Scan the data for "camouflage" and copy the lines it appears in.

───── EXCERPTED RECORDS ─────

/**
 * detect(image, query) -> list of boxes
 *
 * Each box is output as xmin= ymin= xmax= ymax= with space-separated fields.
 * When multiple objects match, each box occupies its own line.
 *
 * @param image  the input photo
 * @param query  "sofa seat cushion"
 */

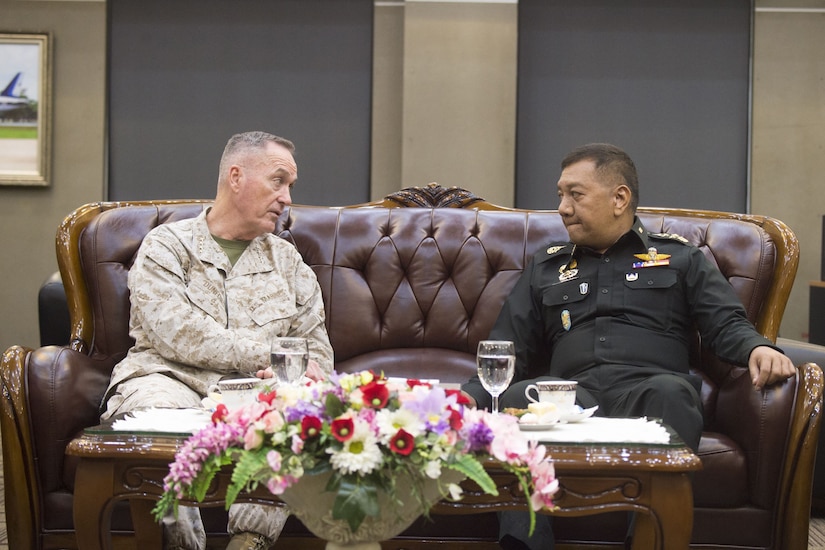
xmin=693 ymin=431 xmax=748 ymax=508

─────
───── EXCERPTED RECORDS ─────

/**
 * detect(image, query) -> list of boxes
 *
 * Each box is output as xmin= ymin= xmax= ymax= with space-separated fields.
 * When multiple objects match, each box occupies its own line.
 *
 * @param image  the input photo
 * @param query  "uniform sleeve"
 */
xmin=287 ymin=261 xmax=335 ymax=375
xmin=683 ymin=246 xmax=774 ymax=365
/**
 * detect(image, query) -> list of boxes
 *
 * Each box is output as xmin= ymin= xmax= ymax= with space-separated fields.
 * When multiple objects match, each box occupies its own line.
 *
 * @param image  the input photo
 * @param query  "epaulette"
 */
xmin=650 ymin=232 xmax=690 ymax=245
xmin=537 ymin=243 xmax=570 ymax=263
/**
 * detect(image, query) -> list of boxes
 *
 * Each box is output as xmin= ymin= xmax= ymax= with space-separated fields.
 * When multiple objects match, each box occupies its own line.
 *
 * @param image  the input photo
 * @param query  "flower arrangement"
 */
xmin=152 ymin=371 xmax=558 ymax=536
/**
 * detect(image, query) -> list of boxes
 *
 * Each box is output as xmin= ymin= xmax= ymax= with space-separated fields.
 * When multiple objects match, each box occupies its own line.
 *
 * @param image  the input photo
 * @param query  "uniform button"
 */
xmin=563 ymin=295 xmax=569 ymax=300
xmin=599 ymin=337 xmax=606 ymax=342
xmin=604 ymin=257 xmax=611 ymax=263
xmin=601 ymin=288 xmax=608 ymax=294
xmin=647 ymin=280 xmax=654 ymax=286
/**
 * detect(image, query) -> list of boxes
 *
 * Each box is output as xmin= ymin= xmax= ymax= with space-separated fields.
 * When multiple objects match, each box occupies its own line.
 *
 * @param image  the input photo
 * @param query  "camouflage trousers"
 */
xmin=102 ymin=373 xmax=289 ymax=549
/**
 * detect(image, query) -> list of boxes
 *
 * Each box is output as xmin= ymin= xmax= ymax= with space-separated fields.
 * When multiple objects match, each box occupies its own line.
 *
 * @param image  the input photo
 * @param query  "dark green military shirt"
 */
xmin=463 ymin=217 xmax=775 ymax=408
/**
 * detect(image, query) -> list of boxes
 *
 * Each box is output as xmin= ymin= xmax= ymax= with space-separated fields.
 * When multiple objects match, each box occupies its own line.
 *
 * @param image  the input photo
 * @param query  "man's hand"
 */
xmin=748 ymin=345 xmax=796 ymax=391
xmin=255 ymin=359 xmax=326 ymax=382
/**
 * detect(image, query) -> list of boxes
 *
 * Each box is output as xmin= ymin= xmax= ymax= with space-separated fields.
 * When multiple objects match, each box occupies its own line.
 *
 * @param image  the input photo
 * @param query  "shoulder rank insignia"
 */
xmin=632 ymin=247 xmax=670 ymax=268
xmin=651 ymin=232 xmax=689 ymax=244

─────
───── EXCERPTED RECORDS ─────

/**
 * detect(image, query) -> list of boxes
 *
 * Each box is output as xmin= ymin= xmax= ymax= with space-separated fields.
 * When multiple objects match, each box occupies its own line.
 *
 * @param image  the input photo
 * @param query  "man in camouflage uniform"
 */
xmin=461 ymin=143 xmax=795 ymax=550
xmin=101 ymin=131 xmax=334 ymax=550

─────

#### [TASK ANSWER]
 * @param query  "camouflage trousers"
 * @param query  "man in camouflage uniform"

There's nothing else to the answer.